* [What you have to do]:
Reproduce all of the records word for word, omitting the pictures.

(Image point grounding data)
☆ ☆ ☆ ☆ ☆ ☆ ☆

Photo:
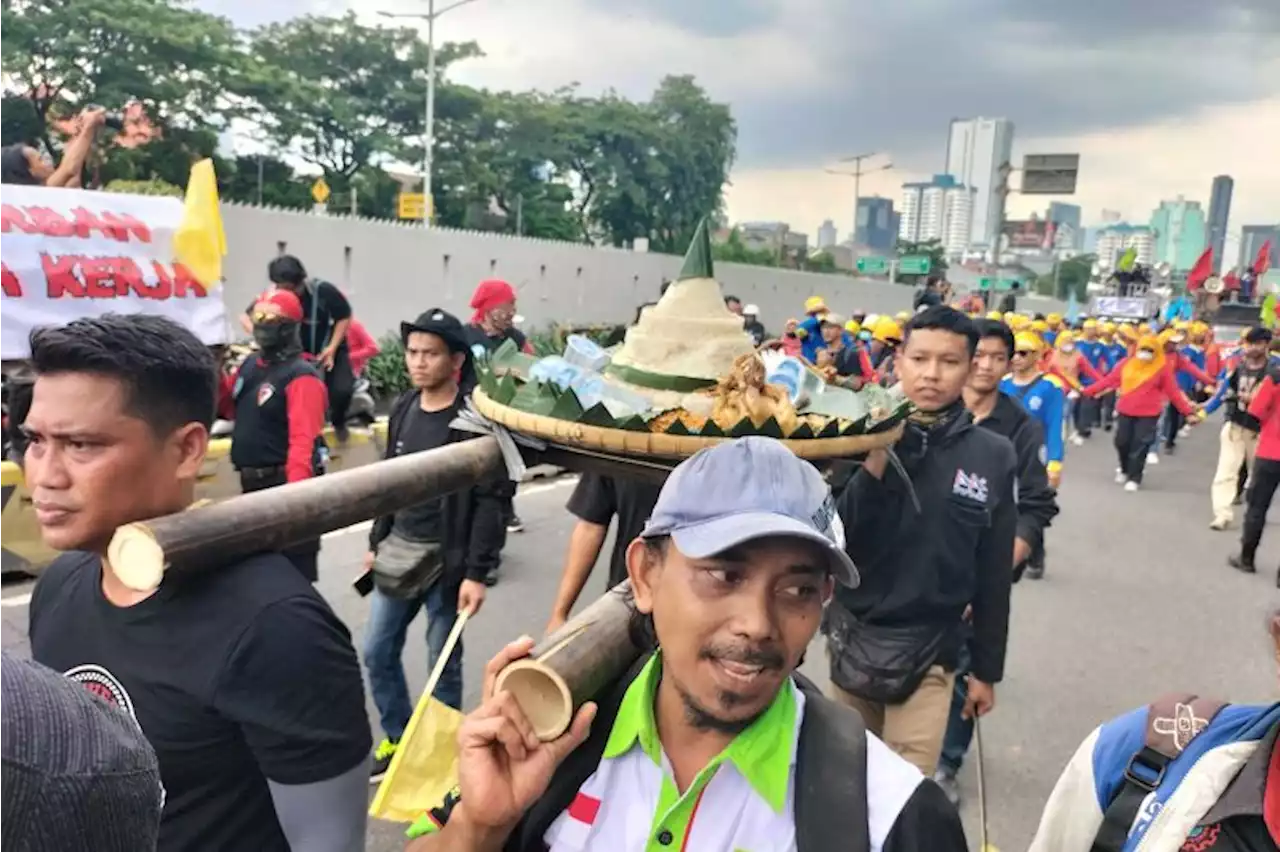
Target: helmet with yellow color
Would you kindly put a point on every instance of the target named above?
(887, 330)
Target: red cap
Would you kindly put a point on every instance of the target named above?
(288, 305)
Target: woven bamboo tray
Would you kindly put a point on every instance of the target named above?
(625, 441)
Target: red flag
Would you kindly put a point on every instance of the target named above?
(1264, 262)
(1201, 271)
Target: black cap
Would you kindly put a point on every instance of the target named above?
(443, 325)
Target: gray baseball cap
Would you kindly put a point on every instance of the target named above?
(748, 489)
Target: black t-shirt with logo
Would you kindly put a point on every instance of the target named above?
(423, 430)
(597, 499)
(236, 677)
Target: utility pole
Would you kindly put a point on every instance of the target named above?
(429, 122)
(856, 174)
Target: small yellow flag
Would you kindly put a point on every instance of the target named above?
(200, 242)
(425, 766)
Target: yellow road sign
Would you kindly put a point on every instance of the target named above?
(320, 191)
(412, 205)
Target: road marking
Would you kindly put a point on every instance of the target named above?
(21, 600)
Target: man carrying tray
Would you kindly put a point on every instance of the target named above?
(713, 742)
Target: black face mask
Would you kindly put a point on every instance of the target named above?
(278, 339)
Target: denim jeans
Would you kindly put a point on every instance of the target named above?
(955, 743)
(384, 642)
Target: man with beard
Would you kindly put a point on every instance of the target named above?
(242, 678)
(325, 319)
(928, 549)
(433, 557)
(1037, 505)
(493, 324)
(279, 402)
(713, 741)
(1239, 439)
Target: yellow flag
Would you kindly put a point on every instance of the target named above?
(200, 242)
(425, 766)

☆ ☆ ☆ ☆ ☆ ☆ ☆

* [Task answer]:
Photo:
Target: helmet with yellow color
Would you kindly put a point on every instance of the target named above?
(887, 330)
Target: red cap
Would you kindly put a point on every instance of the target named above?
(288, 305)
Target: woven bamboo tray
Would you kindly put a point on every instance of the target named above?
(625, 441)
Target: red flag
Would you kindly put a point on every instance of the target named above?
(1264, 262)
(1201, 271)
Target: black cap
Would you kindly put a point on every instance of the target named above?
(443, 325)
Target: gray baseball cap
Would you kindly put a point on every instance of the target named above?
(748, 489)
Target: black t-shirt with logo
Would you kindly put a point on every instance of the target named above?
(423, 430)
(597, 499)
(236, 677)
Target: utility pole
Would you kindly put a point on every instance of the target named above?
(429, 122)
(856, 174)
Target: small yellow flag
Would you kindly put a point on every instance of the target named above?
(200, 242)
(425, 766)
Target: yellow road sign
Would you kindly put a point on every instance of the target named above?
(320, 191)
(412, 205)
Target: road marking
Would you kindly put a point on every instance of the target named above?
(21, 600)
Target: man carrying tray
Would you kindly put a point on every instance of the target named above?
(713, 742)
Target: black face mask
Would you kindly put a point on every instance of the target named above?
(278, 339)
Target: denim jeans
Would you kindly put a point on every instance of the target named above?
(955, 743)
(384, 642)
Target: man with beard
Would you kindly put a point on every instance of the target named above?
(242, 678)
(325, 319)
(928, 549)
(433, 557)
(1037, 505)
(493, 324)
(279, 402)
(713, 741)
(1239, 439)
Target: yellow flag
Would you kindly put a point on every instance of the target named above?
(200, 242)
(425, 766)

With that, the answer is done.